◆ **Given data**:
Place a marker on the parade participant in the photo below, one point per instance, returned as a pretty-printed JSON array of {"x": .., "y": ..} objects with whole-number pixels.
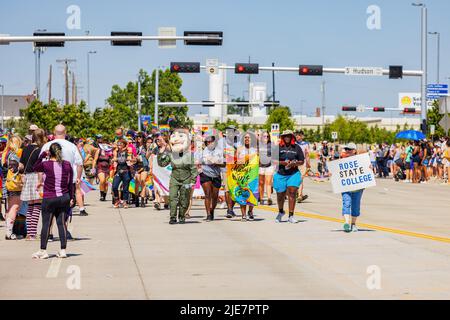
[
  {"x": 122, "y": 160},
  {"x": 247, "y": 147},
  {"x": 162, "y": 145},
  {"x": 69, "y": 153},
  {"x": 58, "y": 195},
  {"x": 266, "y": 167},
  {"x": 30, "y": 192},
  {"x": 446, "y": 158},
  {"x": 351, "y": 201},
  {"x": 101, "y": 165},
  {"x": 230, "y": 145},
  {"x": 10, "y": 160},
  {"x": 3, "y": 171},
  {"x": 184, "y": 173},
  {"x": 210, "y": 178},
  {"x": 300, "y": 136},
  {"x": 288, "y": 178},
  {"x": 142, "y": 169}
]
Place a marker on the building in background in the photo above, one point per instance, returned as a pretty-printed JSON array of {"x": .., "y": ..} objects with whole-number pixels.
[{"x": 13, "y": 105}]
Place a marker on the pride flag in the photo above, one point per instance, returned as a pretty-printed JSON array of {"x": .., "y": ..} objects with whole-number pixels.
[
  {"x": 86, "y": 187},
  {"x": 242, "y": 180},
  {"x": 164, "y": 127}
]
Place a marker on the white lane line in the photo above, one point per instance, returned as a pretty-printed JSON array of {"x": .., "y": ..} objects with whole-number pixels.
[{"x": 53, "y": 269}]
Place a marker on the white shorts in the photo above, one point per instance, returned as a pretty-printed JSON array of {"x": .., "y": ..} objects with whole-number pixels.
[{"x": 269, "y": 171}]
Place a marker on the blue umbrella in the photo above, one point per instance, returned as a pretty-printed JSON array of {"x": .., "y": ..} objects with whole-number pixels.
[{"x": 410, "y": 135}]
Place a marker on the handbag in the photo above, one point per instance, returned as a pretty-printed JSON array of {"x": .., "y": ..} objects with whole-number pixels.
[{"x": 14, "y": 181}]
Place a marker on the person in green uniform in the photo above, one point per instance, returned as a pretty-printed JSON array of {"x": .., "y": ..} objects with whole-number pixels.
[{"x": 184, "y": 173}]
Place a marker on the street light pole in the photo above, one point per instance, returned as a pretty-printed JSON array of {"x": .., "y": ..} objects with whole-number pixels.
[
  {"x": 89, "y": 78},
  {"x": 438, "y": 34},
  {"x": 156, "y": 95},
  {"x": 3, "y": 107},
  {"x": 424, "y": 65},
  {"x": 140, "y": 79}
]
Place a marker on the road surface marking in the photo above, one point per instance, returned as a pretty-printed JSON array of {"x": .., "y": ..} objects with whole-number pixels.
[
  {"x": 53, "y": 269},
  {"x": 369, "y": 226}
]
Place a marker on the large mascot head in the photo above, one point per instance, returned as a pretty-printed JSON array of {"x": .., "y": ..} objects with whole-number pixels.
[{"x": 180, "y": 140}]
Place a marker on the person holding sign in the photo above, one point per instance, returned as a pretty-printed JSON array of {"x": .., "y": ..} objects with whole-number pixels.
[
  {"x": 288, "y": 178},
  {"x": 351, "y": 200}
]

◆ **Given instruction**:
Write out the lines above as a numbered list, skipping any blank ones and leaving out the picture.

◆ **Worked solution**:
1. Place a marker on the parade participant in the photo below, one point per instance, returned as a pretty-printed JSON array of {"x": .., "y": ..} objects with whole-number pixels.
2. [
3.   {"x": 122, "y": 160},
4.   {"x": 247, "y": 147},
5.   {"x": 162, "y": 145},
6.   {"x": 69, "y": 153},
7.   {"x": 58, "y": 195},
8.   {"x": 266, "y": 167},
9.   {"x": 30, "y": 192},
10.   {"x": 446, "y": 158},
11.   {"x": 351, "y": 201},
12.   {"x": 101, "y": 165},
13.   {"x": 230, "y": 145},
14.   {"x": 10, "y": 160},
15.   {"x": 3, "y": 171},
16.   {"x": 184, "y": 173},
17.   {"x": 210, "y": 178},
18.   {"x": 300, "y": 136},
19.   {"x": 288, "y": 178},
20.   {"x": 142, "y": 169}
21. ]
22. Place a marker on the building in background in the photo above, one point per instance, returned as a pretty-printed JSON array of {"x": .., "y": ..} objects with whole-number pixels.
23. [{"x": 13, "y": 105}]
24. Place a marker on the pride flag in the photo above, one point per instance, returned as a pretty-printed JSON array of {"x": .., "y": ..} objects with whole-number pixels.
25. [
26.   {"x": 86, "y": 187},
27.   {"x": 242, "y": 180},
28.   {"x": 164, "y": 127}
29. ]
30. Place a marker on the white lane line in the photo above, one point per instance, returned as a pretty-printed JSON array of {"x": .., "y": ..} objects with whole-number pixels.
31. [{"x": 53, "y": 269}]
32. Place a marker on the white shorts in the photo above, one point per instance, returned as a pretty-printed JSON array of {"x": .., "y": ..} objects with whole-number pixels.
33. [{"x": 269, "y": 171}]
34. Place a marker on the blue umbrella in the photo above, one point per instance, returned as a pretty-printed JSON array of {"x": .., "y": ..} objects with whole-number pixels.
35. [{"x": 410, "y": 135}]
36. Place a marker on the handbag in the photo above, one point per instance, returned as a pretty-printed JSON array of {"x": .., "y": ..} objects with whole-number pixels.
37. [{"x": 14, "y": 181}]
38. Place a marker on the person in green uniform in the photo above, one point per instance, returned as a pretty-printed JSON array of {"x": .., "y": ..} objects with whole-number pixels.
39. [{"x": 184, "y": 173}]
40. Place a marker on the street light pole in the photo above, one point per instance, returned as a pretty-printed JSON array of {"x": .., "y": ..} objects with whole-number pixels.
41. [
42.   {"x": 89, "y": 78},
43.   {"x": 438, "y": 34},
44.   {"x": 156, "y": 95},
45.   {"x": 3, "y": 107},
46.   {"x": 424, "y": 65},
47.   {"x": 140, "y": 79}
48. ]
49. Place a marker on the road surface marking in the photo above, one point per instance, returned as a pretty-printed JSON array of {"x": .., "y": ..} objects with whole-number pixels.
50. [
51.   {"x": 53, "y": 269},
52.   {"x": 369, "y": 226}
53. ]
54. Place a marker on the large mascot head in the photo above, one point per instance, returned as a pretty-printed JSON array of {"x": .., "y": ..} objects with whole-number pixels.
55. [{"x": 180, "y": 140}]
56. Place a marker on the person holding sign in the photo above, one point per instance, returned as a pretty-printed JSON array of {"x": .., "y": ..} objects with whole-number pixels.
57. [
58.   {"x": 288, "y": 178},
59.   {"x": 351, "y": 200}
60. ]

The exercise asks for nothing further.